OpenACC + CUDA implementation

I am working on an application for the Jetson AGX Xavier, where I aim to utilize the GPU for continuous data processing using OpenACC. I have two functions that I plan to offload to the GPU using OpenACC. These functions will continuously wait for events to process data. Additionally, I have a GPU thread dedicated to managing buffer sharing between the CPU and GPU.

  • GPU Thread: Continuously waits for an event from the CPU. When the CPU fills the buffer and sends an event, the GPU Thread copies the data from the CPU buffer to another buffer on the GPU and triggers an event for Function 1.
  • Function 1: Waits for a data buffer from the GPU Thread via an event. Once triggered, it copies the data from the buffer, processes it, and sends an event to Function 2 on the GPU.

# [Task A]
Return the passage of the OpenACC post that begins at the words "I am working" and ends after the words "for Function 1.".
# [Task B]
In the OpenACC post, what hardware is the application being developed for?
# [Task C]
Write what comes next in the OpenACC post, picking up after its last sentence.
The data after this point is separate material, unrelated to the OpenACC post.

# [Data extract]
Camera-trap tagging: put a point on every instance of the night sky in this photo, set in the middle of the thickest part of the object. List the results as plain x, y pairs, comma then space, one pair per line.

# [Task result A]
I am working on an application for the Jetson AGX Xavier, where I aim to utilize the GPU for continuous data processing using OpenACC. I have two functions that I plan to offload to the GPU using OpenACC. These functions will continuously wait for events to process data. Additionally, I have a GPU thread dedicated to managing buffer sharing between the CPU and GPU.

  • GPU Thread: Continuously waits for an event from the CPU. When the CPU fills the buffer and sends an event, the GPU Thread copies the data from the CPU buffer to another buffer on the GPU and triggers an event for Function 1.

# [Task result B]
The Jetson AGX Xavier.

# [Task result C]
  • Function 2: Waits for the event from Function 1. Upon receiving the event, it processes the data and, after completing the processing, sends the buffer back to the CPU using an event.
  • (Both functions and GPU thread need to be running in parallel. In such as way, after sending the buffer to next stage, the function will start working on the next buffer)

My questions are:

  1. Is it possible to handle events using the CUDA events API between the host (CPU) and the GPU Thread, as well as between Function 2 and the CPU?
  2. Can event handling between the GPU Thread and Function 1, as well as between Function 1 and Function 2 (both offloaded using OpenACC kernels pragmas), be implemented effectively?
  3. Furthermore, is it feasible for all processing, including event handling between the GPU Thread, Function 1, and Function 2, to remain entirely on the GPU without involving the CPU once the data has been transferred?

Does this approach seem correct?

Hi muhammad.ahmed3,

Unfortunately I don’t have experience in this area to give you advice on the algorithmic details. You might consider posting your questions (or moving this post) to the CUDA programming forum.

Though I will say that OpenACC is interoperable with CUDA and nvc++ does have limited support for compiling CUDA directly.

-Mat

1 Like

Hi @MatColgrove Thank you for your response.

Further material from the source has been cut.